- **Provided text**
Kate Raworth delivers the 42nd Annual E.F. Schumacher lecture, displaying a Doughnut Economics visual aid.

Kate Raworth’s 42nd Annual E.F. Schumacher Lecture this past Saturday was positively brimming of energy. With a record-setting 1,400 registrants, the anticipation surrounding “Planetary Economics: New Tools for Local Transformation” was palpable. You can now watch a full recording of the lecture and subsequent Q&A. If you find Kate’s message as inspiring as we do, we hope you’ll share generously.

Highlights from Kate Raworth’s Lecture

Challenging Old Economics in Classrooms
As an Oxford University Lecturer, Kate focuses on making economics fit for the twenty-first century. And college students, she notes in her lecture, have grown increasingly skeptical of standard economics textbooks. She calls the typical market-centered introduction to economics via supply and demand “a very political act,” rendering ecological and social harms as mere “externalities.” Kate credits the work of the late Herman Daly, author of Steady State Economics, as a more sane starting-point.

All Herman Daly asked of us is that, every time you draw a box for the economy, just draw a circle around it and call it ‘the World.’ It’s obvious, but it’s the most radical act in economics, because it changes everything that follows.

Drawing inspiration from Daly, Schumacher, and other “renegade economists,” Kate pithily challenges some of the basic premises of the narrow economics still taught in universities and called on to justify business-as-usual. Through everyday language and visual aids, she breathes new life into the “dismal science.”

We are told we are rational Economic Man. And the model that would be made of us? He would be a man, without caring responsibilities, standing alone, independent of others. He’s got money in his hand—that’s how he interacts with the world—he’s got ego in his heart…a calculator in his head…and he’s got nature at his feet…We will never learn to thrive with 10 billion people on this planet with this model of ourselves.

Envisioning Just and Regenerative Economies
The Doughnut framework visually encapsulates a given economy’s social shortfalls, planetary overshoot, and distance from the middle—the safe zone of thriving within planetary limits. Kate soberly describes a world “dangerously out of balance,” both in ecological terms and in social inequities, with the richest one percent holding roughly half the world’s wealth. But, she stresses, “we can do something about all of this.”

I can’t think of any single nation in the world that has the right to say ‘we are a developed country.’ We’re all developing on a transformative journey… Every country should have an unprecedented level of humility and ambition.

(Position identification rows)

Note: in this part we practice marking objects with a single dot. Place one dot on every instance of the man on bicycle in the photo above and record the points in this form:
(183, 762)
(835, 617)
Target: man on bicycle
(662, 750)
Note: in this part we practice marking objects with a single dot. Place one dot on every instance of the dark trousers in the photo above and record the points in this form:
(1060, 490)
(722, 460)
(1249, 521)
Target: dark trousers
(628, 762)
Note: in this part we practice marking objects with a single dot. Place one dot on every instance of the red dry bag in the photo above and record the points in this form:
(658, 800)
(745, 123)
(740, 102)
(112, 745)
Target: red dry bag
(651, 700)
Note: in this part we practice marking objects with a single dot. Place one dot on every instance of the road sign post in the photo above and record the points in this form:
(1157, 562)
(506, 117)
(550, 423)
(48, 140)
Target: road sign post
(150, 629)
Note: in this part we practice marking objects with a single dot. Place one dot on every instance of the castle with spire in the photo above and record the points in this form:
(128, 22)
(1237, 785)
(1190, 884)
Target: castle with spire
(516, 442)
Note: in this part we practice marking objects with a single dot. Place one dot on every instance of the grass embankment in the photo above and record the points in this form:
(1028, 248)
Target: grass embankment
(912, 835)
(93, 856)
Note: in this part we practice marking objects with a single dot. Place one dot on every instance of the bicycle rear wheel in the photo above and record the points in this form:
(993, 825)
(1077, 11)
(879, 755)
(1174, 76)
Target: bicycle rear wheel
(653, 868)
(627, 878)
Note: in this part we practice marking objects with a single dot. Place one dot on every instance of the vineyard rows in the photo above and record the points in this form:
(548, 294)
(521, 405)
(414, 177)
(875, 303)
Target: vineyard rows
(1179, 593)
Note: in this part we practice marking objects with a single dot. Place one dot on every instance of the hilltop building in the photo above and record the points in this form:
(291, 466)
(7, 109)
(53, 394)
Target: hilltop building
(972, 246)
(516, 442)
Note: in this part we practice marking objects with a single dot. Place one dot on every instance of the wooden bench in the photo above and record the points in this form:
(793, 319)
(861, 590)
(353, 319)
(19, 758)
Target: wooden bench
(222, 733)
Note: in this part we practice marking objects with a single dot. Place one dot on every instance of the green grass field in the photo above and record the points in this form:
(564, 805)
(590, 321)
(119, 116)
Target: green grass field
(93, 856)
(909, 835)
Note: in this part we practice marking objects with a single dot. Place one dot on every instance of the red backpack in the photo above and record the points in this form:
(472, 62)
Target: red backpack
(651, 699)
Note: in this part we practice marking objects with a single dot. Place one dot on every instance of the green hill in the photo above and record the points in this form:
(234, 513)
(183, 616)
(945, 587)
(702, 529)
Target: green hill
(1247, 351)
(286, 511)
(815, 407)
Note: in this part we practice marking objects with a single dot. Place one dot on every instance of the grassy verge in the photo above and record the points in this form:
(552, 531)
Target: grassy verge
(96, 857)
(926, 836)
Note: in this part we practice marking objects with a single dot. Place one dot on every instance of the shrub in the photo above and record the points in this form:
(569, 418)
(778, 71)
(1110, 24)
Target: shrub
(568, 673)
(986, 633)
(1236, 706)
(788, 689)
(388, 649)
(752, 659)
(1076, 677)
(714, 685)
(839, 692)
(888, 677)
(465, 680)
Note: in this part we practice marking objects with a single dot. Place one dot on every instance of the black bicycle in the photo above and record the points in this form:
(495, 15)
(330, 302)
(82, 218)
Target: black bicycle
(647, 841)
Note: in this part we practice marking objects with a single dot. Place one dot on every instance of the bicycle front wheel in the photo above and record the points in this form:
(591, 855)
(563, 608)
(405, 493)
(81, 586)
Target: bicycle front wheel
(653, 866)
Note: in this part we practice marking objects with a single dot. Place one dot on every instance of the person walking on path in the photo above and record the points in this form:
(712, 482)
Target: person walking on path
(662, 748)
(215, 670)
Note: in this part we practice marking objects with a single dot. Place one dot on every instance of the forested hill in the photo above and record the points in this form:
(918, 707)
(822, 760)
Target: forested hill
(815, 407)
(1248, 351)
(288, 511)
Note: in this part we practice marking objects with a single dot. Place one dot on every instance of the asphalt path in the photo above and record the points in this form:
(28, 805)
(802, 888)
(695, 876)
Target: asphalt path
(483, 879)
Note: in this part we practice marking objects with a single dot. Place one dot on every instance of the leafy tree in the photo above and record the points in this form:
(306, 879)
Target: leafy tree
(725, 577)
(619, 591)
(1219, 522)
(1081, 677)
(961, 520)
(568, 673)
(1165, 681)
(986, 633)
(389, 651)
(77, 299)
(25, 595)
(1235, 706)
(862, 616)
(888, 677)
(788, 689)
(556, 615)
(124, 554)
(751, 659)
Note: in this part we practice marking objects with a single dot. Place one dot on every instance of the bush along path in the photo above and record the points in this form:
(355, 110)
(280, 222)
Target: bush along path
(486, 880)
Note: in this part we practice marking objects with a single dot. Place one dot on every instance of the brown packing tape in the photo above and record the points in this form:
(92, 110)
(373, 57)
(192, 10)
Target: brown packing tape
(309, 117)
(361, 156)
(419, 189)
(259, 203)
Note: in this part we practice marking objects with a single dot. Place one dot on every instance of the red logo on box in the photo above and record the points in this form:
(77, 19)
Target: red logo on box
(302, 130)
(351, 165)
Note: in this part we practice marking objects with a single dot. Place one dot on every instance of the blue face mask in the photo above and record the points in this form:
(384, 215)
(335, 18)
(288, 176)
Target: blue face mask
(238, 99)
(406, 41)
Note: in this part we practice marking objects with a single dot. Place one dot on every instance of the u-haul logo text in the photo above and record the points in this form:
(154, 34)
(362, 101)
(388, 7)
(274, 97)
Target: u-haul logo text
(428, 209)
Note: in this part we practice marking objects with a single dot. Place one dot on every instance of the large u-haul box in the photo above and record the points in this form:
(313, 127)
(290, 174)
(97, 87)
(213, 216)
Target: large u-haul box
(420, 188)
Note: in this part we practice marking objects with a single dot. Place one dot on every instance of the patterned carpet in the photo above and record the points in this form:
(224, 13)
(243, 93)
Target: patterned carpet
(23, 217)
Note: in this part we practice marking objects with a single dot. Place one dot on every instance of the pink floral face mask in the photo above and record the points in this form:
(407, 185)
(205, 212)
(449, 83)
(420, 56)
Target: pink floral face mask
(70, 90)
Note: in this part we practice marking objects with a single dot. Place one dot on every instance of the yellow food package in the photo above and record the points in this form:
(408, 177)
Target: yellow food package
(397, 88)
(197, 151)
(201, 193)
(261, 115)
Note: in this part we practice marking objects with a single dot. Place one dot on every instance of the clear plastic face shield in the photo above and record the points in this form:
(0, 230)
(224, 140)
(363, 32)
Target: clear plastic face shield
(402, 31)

- **Task**
Pick up the write-up on Kate Raworth's Schumacher lecture after its final quoted passage and keep going.

- **Written response**
Change From the Bottom Up
Kate sees innovation happening at the local level, not coming from the top down. She relays promising examples of cities and towns adopting the “Doughnut” to guide development toward sustainable, thriving local economies and participatory climate action. Over 40 governments worldwide are already using the Doughnut as a tool:

We started using this tool in Portland, in Philadelphia, in Amsterdam…What they said is: ‘it’s such a relief to be working together in a common framework that lifts us out of our silos…’

Amsterdam was the first city…they put this concept at the top of their circularity strategy, with a commitment to being 50% circular by 2030, a tall order. Then they got going—on housing, on textiles and on food… In Amsterdam it’s been particularly powerful having both the city council and this civic network holding each other accountable and pushing each other along… Within six weeks, the Copenhagen city council had a massive majority vote in favor to say ‘we, too, want to explore the Doughnut!’

Finally, Kate identifies the deep design principles guiding communities in the practical work of transformation. Challenging us all to rethink the design of our institutions and systems, she ticks off particular practices to foster more democratic, innovative policy-making and to diversify ownership.

How do you use pilots to experiment and then scale up what’s working? How do you promote deliberative democracy and citizens’ voices? How do you get people out of those silos and working collaboratively?…Why should all business be profit-driven?

We need to create economies that are distributive by design…

She points to participatory budgeting and citizens’ assemblies as experimental means of granting citizens greater voice and providing room for consensus-seeking deliberation. Community Land Trusts and community wealth building initiatives are identified as practical tools to foster socially-responsible land use and procurement practices.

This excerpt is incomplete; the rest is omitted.